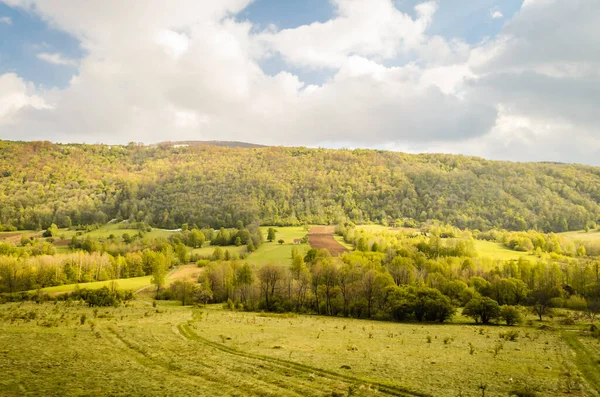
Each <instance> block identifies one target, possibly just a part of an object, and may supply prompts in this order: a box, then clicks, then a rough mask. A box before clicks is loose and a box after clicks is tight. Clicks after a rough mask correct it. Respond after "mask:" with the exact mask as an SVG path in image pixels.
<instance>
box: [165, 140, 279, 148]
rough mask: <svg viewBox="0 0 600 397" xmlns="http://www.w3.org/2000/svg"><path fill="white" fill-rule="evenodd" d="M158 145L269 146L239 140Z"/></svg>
mask: <svg viewBox="0 0 600 397" xmlns="http://www.w3.org/2000/svg"><path fill="white" fill-rule="evenodd" d="M158 145H168V146H220V147H227V148H242V149H257V148H265V147H268V146H265V145H258V144H256V143H248V142H238V141H167V142H161V143H159V144H158Z"/></svg>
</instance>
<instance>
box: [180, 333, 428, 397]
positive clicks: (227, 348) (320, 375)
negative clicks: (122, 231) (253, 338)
mask: <svg viewBox="0 0 600 397" xmlns="http://www.w3.org/2000/svg"><path fill="white" fill-rule="evenodd" d="M177 328H178V329H179V332H180V333H181V334H182V335H183V336H184V337H186V338H188V339H190V340H195V341H197V342H200V343H202V344H204V345H207V346H210V347H213V348H215V349H218V350H220V351H223V352H225V353H229V354H232V355H235V356H238V357H244V358H248V359H253V360H258V361H260V362H263V363H269V364H272V365H275V366H276V368H279V369H286V370H288V371H294V372H296V373H299V374H304V375H306V376H310V375H311V374H312V375H313V376H318V377H321V378H324V379H330V380H332V381H340V382H343V383H349V384H351V385H356V384H361V385H365V386H371V387H375V388H376V389H377V392H379V393H382V394H387V395H390V396H401V397H431V395H430V394H426V393H421V392H417V391H414V390H410V389H408V388H406V387H403V386H399V385H396V384H393V383H387V382H381V381H375V380H370V379H361V378H357V377H354V376H351V375H345V374H340V373H337V372H334V371H329V370H325V369H321V368H316V367H311V366H308V365H305V364H300V363H296V362H293V361H288V360H283V359H280V358H275V357H268V356H262V355H259V354H254V353H248V352H243V351H240V350H236V349H233V348H231V347H228V346H224V345H222V344H219V343H216V342H212V341H210V340H208V339H205V338H203V337H201V336H199V335H198V334H196V333H195V332H194V331H193V330H192V328H191V327H190V325H189V324H180V325H179V326H178V327H177Z"/></svg>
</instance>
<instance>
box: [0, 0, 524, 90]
mask: <svg viewBox="0 0 600 397" xmlns="http://www.w3.org/2000/svg"><path fill="white" fill-rule="evenodd" d="M420 2H421V1H420V0H395V5H396V8H398V9H399V10H401V11H402V12H405V13H408V14H410V15H413V17H414V7H415V5H416V4H418V3H420ZM522 2H523V0H475V1H469V0H441V1H440V2H439V10H438V11H437V12H436V14H435V15H434V19H433V24H432V26H431V27H430V29H429V31H428V32H429V33H430V34H435V35H441V36H444V37H446V38H454V37H456V38H460V39H462V40H464V41H466V42H467V43H469V44H476V43H478V42H480V41H481V40H483V39H484V38H485V37H494V36H495V35H496V34H497V33H498V32H499V31H500V30H501V28H502V26H503V25H504V23H505V21H507V20H509V19H510V18H511V17H512V16H513V14H514V13H515V12H516V11H518V9H519V8H520V6H521V4H522ZM491 10H498V11H500V12H501V13H502V14H503V15H504V17H503V18H499V19H492V18H490V12H491ZM1 17H8V18H10V20H11V23H10V24H7V23H0V74H2V73H8V72H18V74H19V75H20V76H21V77H23V78H25V79H26V80H28V81H31V82H33V83H35V84H37V85H42V86H44V87H47V88H50V87H58V88H63V87H65V86H66V85H67V84H68V82H69V80H70V79H71V77H72V75H73V74H74V73H75V72H76V68H75V67H74V66H65V65H54V64H50V63H48V62H45V61H43V60H41V59H39V58H38V57H37V55H38V54H39V53H50V54H54V53H60V54H61V55H62V56H63V57H64V58H66V59H72V60H79V59H81V58H82V57H83V56H84V55H85V52H84V51H83V50H82V49H81V48H80V46H79V42H78V41H77V39H75V38H74V37H72V36H70V35H69V34H68V33H65V32H63V31H60V30H59V29H55V28H53V27H52V26H50V25H49V24H48V23H47V22H46V21H44V20H42V19H41V18H40V17H39V16H38V15H36V14H33V13H29V12H27V11H24V10H23V9H20V8H12V7H9V6H7V5H5V4H3V3H1V2H0V18H1ZM236 17H237V19H238V20H249V21H251V22H252V23H253V24H254V25H255V30H256V31H259V30H262V29H265V28H266V27H267V26H269V25H275V26H276V27H277V29H279V30H281V29H291V28H296V27H298V26H301V25H306V24H310V23H313V22H325V21H327V20H329V19H331V18H333V17H335V10H334V7H333V5H332V3H331V2H329V1H326V0H297V1H282V0H255V1H254V2H253V3H251V4H250V5H249V6H248V7H247V8H246V9H244V10H243V11H242V12H240V13H239V14H238V15H237V16H236ZM393 64H394V62H386V65H387V66H392V65H393ZM260 65H261V67H262V68H263V70H264V71H265V73H267V74H269V75H276V74H277V73H279V72H280V71H282V70H286V71H289V72H291V73H294V74H296V75H297V76H299V78H300V79H301V80H302V81H304V82H305V83H307V84H322V83H323V82H324V81H325V80H326V79H327V78H328V77H331V76H332V75H333V72H332V71H327V70H314V69H313V70H307V69H304V68H299V67H295V66H294V65H289V64H286V63H285V62H284V61H283V60H282V59H281V58H280V57H278V56H275V57H270V58H268V59H265V60H262V61H261V63H260Z"/></svg>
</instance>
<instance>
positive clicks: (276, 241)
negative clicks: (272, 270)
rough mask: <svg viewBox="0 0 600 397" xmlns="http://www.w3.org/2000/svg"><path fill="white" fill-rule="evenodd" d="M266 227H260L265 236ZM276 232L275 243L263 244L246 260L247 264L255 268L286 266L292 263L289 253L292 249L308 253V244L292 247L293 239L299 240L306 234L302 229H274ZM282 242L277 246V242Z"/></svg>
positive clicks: (306, 232)
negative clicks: (260, 266)
mask: <svg viewBox="0 0 600 397" xmlns="http://www.w3.org/2000/svg"><path fill="white" fill-rule="evenodd" d="M267 229H268V227H261V231H262V233H263V235H264V236H265V238H266V236H267ZM275 229H276V230H277V233H276V235H275V236H276V237H275V241H273V242H268V241H266V239H265V242H264V243H263V244H262V245H261V246H260V247H259V248H258V249H257V250H256V251H254V252H253V253H252V254H250V255H249V256H248V258H247V262H248V263H250V264H252V265H255V266H264V265H267V264H272V265H279V266H288V265H290V264H291V262H292V258H291V252H292V248H293V247H297V248H298V250H300V252H301V253H305V252H306V251H308V249H309V248H310V246H309V245H308V244H300V245H294V244H293V242H294V239H300V238H302V237H304V236H306V234H307V233H308V232H307V231H306V230H304V228H303V227H301V226H298V227H275ZM280 239H282V240H284V243H283V244H279V243H278V242H277V241H278V240H280Z"/></svg>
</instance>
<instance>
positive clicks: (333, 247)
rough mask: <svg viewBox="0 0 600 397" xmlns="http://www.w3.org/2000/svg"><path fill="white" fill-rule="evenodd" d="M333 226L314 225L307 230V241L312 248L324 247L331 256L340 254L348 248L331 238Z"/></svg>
mask: <svg viewBox="0 0 600 397" xmlns="http://www.w3.org/2000/svg"><path fill="white" fill-rule="evenodd" d="M334 229H335V228H334V227H333V226H314V227H312V228H311V229H310V232H308V242H309V244H310V246H311V247H312V248H317V249H320V248H325V249H327V250H328V251H329V252H330V253H331V256H340V255H342V254H343V253H344V252H348V249H347V248H346V247H344V246H343V245H341V244H340V243H338V242H337V241H335V239H334V238H333V231H334Z"/></svg>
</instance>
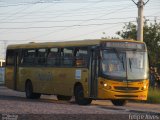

**********

- [BRIEF] Looking through the records, copy out every line in which the word "positive" is found.

- [ANSWER BOX]
positive clicks: (227, 348) (320, 375)
positive clicks: (276, 241)
positive clicks: (306, 232)
positive clicks: (333, 247)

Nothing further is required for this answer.